The data is to be reproduced in full and without error.
── Material supplied ──
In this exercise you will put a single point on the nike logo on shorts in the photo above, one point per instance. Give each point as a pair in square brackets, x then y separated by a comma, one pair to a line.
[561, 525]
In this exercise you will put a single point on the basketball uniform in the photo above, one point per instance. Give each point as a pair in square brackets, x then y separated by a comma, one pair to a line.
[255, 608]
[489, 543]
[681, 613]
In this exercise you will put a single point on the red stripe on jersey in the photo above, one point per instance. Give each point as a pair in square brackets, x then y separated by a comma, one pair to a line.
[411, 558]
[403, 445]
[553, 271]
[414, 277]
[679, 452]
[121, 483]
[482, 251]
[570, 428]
───
## Answer to this problem
In this exercise you will put a single point on the nike logo on shorts in the photo above, one point per instance. Give each point as a pair in square brackets, x then y separated by a comma, one pair to a line.
[561, 525]
In this exercise you will put a single point on the basketball uniform in the photo above, one point per instance. Give each point as a pair in square brackets, x then y separated by a comma, one pair to a line.
[255, 608]
[489, 543]
[681, 613]
In this exercise you will put a single point on the red stripe on jersey in the photo above, one point per instance. Give each point as a pair in square brackets, x then y separated by a comma, one pair to a line.
[411, 558]
[403, 445]
[553, 271]
[414, 277]
[679, 452]
[121, 483]
[482, 251]
[570, 428]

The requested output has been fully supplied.